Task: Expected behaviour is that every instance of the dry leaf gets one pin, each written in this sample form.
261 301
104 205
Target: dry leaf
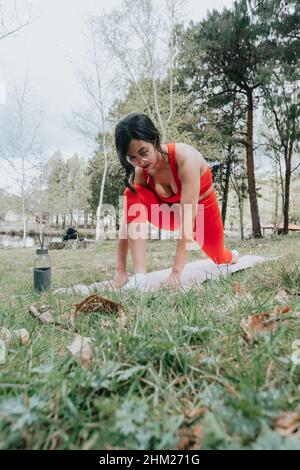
43 312
238 288
190 438
287 423
2 352
260 324
194 413
23 335
96 303
282 296
8 335
82 350
278 310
○ ○ ○ ○ ○
PROBLEM DETAILS: Could the entries be output exactly as written, but without their images?

TASK ANSWER:
Task: Expected behaviour is that every instance of the dry leaf gets one pin, each written in this sample form.
261 301
104 205
Target: dry leaf
43 312
238 288
190 438
287 423
2 352
260 324
194 413
23 335
96 303
282 296
8 335
82 350
278 310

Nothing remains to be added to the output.